[Data entries]

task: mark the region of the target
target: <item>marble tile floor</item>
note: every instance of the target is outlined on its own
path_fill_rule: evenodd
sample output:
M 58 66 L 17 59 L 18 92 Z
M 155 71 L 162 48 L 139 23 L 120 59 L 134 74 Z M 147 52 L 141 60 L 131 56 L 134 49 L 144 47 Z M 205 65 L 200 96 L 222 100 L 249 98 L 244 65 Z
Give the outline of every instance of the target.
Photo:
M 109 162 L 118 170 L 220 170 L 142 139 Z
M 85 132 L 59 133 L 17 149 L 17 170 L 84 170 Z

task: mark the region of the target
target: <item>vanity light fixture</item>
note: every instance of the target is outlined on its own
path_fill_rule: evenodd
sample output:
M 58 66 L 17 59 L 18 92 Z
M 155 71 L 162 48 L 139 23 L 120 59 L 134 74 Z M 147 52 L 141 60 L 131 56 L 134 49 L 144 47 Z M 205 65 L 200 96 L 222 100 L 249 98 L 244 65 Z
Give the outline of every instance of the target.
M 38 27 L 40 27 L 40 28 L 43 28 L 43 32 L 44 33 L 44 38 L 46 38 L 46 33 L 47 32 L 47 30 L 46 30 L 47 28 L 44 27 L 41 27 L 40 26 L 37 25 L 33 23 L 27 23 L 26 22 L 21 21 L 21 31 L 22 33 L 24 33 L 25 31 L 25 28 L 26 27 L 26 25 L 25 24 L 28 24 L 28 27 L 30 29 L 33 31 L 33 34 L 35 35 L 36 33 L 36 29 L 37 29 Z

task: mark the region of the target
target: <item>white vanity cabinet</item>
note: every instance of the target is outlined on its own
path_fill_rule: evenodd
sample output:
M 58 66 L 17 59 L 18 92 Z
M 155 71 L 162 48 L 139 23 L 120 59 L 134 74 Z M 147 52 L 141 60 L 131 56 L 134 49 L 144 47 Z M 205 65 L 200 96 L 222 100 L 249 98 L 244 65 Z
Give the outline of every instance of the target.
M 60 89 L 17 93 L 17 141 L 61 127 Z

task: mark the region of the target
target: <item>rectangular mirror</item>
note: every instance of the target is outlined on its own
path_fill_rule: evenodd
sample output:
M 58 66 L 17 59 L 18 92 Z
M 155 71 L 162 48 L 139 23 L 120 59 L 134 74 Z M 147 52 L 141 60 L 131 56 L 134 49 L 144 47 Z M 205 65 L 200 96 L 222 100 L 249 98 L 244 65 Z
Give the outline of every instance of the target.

■ **Exercise prompt**:
Recast every line of the data above as a numbered list, omitting the blank lines.

■ **Answer to this problem**:
1. task: mark the region of the target
2. target: <item>marble tile floor</item>
3. note: every instance of the target is outlined on its own
4. path_fill_rule: evenodd
5. sample output:
6. M 58 66 L 17 59 L 18 92 Z
7. M 155 71 L 162 48 L 139 23 L 120 59 L 134 74 Z M 147 52 L 141 60 L 131 56 L 134 49 L 144 47 Z M 205 65 L 200 96 L 222 100 L 249 98 L 244 65 Z
8. Give the outline of every instance of the target.
9. Photo:
10. M 109 162 L 118 170 L 220 170 L 142 139 Z
11. M 85 132 L 59 133 L 17 149 L 17 170 L 84 170 Z
12. task: mark the region of the target
13. target: <item>vanity light fixture</item>
14. note: every instance of the target is outlined on its own
15. path_fill_rule: evenodd
16. sample output:
17. M 58 66 L 17 59 L 18 92 Z
18. M 155 71 L 162 48 L 139 23 L 120 59 L 134 74 Z M 147 52 L 141 60 L 131 56 L 134 49 L 144 47 Z M 205 65 L 200 96 L 222 100 L 249 98 L 244 65 Z
19. Give the outline of every instance of the target.
20. M 38 27 L 40 27 L 40 28 L 43 28 L 43 32 L 44 33 L 44 38 L 46 38 L 46 33 L 47 32 L 47 30 L 46 30 L 47 28 L 44 27 L 41 27 L 40 26 L 37 25 L 33 23 L 27 23 L 26 22 L 21 21 L 21 31 L 22 33 L 24 33 L 25 31 L 25 28 L 26 27 L 26 25 L 25 24 L 28 24 L 28 27 L 30 29 L 33 31 L 33 34 L 35 35 L 36 33 L 36 29 L 37 29 Z
21. task: mark the region of the target
22. target: <item>white vanity cabinet</item>
23. note: every instance of the target is outlined on its own
24. path_fill_rule: evenodd
25. sample output:
26. M 58 66 L 17 59 L 18 92 Z
27. M 155 71 L 162 48 L 139 23 L 120 59 L 134 74 Z M 147 52 L 141 60 L 131 56 L 134 49 L 144 47 Z M 205 65 L 200 96 L 222 100 L 249 98 L 244 65 Z
28. Give the outline of every instance of the target.
29. M 60 89 L 17 93 L 17 141 L 61 127 Z
30. task: mark the region of the target
31. target: <item>rectangular mirror</item>
32. note: every instance of the target is outlined on its own
33. path_fill_rule: evenodd
34. sample output:
35. M 58 66 L 17 59 L 18 92 Z
36. M 155 71 L 162 48 L 139 23 L 120 59 L 134 74 Z M 147 52 L 141 60 L 131 56 L 134 49 L 144 47 Z M 205 65 L 200 96 L 222 100 L 249 98 L 244 65 Z
37. Give the outline of every instance of the target.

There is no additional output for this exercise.